--- EXTRAIT DU DOCUMENT ---
◇ ◇ ◇ ◇ ◇ ◇ ◇

Sur
la quatrième de couv, une petite photo nous montre Philippe
Delepierre, petite barbe poivre et sel, paupières
un peu tombantes, regard profond et un peu triste.
Normal, car après avoir lu son recueil de cinq
petits récits, desquels on ressort franchement
essorés et anéantis, on se dit que ce gars-là,
enseignant à ses heures, voyageur et découvreur
impénitent, pourfendeur de l’ordre établi et de
la langue de bois, lecteur insatiable, en connaît
un sacré rayon sur la nature humaine et sur l’état
d’un monde décidément à bout de souffle. Un
monde, dont l’enfant-roi devenu tyran en est la
victime toute désignée et presque acceptée.
Cinq histoires qui mettent le plus souvent en scène
des gosses : soit des gamins menteurs,
mythomanes et cruels, soit des ados désenchantés
et désœuvrés en rébellion contre la société,
leurs parents.
L’auteur,
qui s’est aussi illustré dans le polar, ne manque
certes pas d’imagination, en nous tenant en
haleine tout au long de ces cinq drames humains.
Bien sûr, il y règle pas mal de comptes avec le
poids des média (la fascination fatale exercée par
une journaliste parisienne sur des lycéens), celui
de la religion musulmane (la fille arabe devenue
pute à quinze ans pour acquérir sa liberté et
fuir sa famille), l’attirance malsaine des mondes
virtuels offerts par l’Internet. Autant dire que
tout cela s’inscrit dans la réalité la plus
noire, la plus pessimiste qui n’offre plus aucune
échappatoire.
En plus de la force incontestable des récits
haletants, il faut ajouter le talent de cet auteur
nordiste (tout se passe dans la région lilloise) à
jouer avec les mots, insufflant un rythme chaloupé,
multipliant les allitérations et se rapprochant de
la logorrhée propre au rap. Il avoue son penchant
pour la vibration et le verbe, lesquels sont étroitement
imbriqués, en déclarant bien haut : « Faut
que ça swingue nom de Dieu et les mots ont intérêt
à suivre la cadence ».

◇ ◇ ◇ ◇ ◇ ◇ ◇

--- BUT DE L'EXERCICE ---
Extrayez mot pour mot de la critique du recueil tout le passage allant de « Cinq histoires qui » jusqu'à « leurs parents. ». La liste n'a aucun lien avec la critique du recueil.

◇ ◇ ◇ ◇ ◇ ◇ ◇

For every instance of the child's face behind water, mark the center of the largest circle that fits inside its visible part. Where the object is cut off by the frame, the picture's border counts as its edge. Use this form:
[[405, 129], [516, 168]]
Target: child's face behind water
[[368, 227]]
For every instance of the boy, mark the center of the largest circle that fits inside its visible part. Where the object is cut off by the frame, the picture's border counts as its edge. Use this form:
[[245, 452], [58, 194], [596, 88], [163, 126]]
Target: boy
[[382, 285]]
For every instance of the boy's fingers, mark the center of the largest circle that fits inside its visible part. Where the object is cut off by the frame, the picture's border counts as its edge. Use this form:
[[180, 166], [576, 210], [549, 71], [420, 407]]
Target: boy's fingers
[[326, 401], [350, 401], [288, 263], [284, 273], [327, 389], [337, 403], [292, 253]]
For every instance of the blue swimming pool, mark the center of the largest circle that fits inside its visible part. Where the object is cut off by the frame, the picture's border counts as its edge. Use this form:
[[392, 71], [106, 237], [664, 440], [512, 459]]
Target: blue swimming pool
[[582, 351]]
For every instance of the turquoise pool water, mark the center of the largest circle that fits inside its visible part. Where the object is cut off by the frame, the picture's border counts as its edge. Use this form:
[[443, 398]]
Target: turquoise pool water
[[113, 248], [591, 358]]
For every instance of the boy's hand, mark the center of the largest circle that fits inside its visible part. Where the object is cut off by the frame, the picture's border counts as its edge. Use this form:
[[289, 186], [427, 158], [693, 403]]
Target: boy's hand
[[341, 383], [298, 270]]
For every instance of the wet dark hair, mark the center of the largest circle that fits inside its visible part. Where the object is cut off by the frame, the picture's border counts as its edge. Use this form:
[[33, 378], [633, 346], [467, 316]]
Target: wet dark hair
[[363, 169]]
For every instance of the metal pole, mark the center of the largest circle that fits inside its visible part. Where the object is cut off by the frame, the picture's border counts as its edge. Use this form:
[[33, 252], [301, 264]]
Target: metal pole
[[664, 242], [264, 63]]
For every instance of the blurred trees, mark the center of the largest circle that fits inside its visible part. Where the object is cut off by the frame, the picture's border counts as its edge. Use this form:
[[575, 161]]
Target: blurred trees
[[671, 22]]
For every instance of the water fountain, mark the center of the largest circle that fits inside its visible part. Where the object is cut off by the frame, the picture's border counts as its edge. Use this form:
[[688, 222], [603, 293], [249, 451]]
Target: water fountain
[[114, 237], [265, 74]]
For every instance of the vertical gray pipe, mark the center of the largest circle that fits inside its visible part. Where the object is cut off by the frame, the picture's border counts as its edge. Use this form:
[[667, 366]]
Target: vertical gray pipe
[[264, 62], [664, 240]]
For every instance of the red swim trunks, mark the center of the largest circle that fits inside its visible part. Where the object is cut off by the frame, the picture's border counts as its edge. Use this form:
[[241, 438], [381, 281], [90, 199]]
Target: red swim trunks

◇ ◇ ◇ ◇ ◇ ◇ ◇

--- RÉPONSE ---
Cinq histoires qui mettent le plus souvent en scène
des gosses : soit des gamins menteurs,
mythomanes et cruels, soit des ados désenchantés
et désœuvrés en rébellion contre la société,
leurs parents.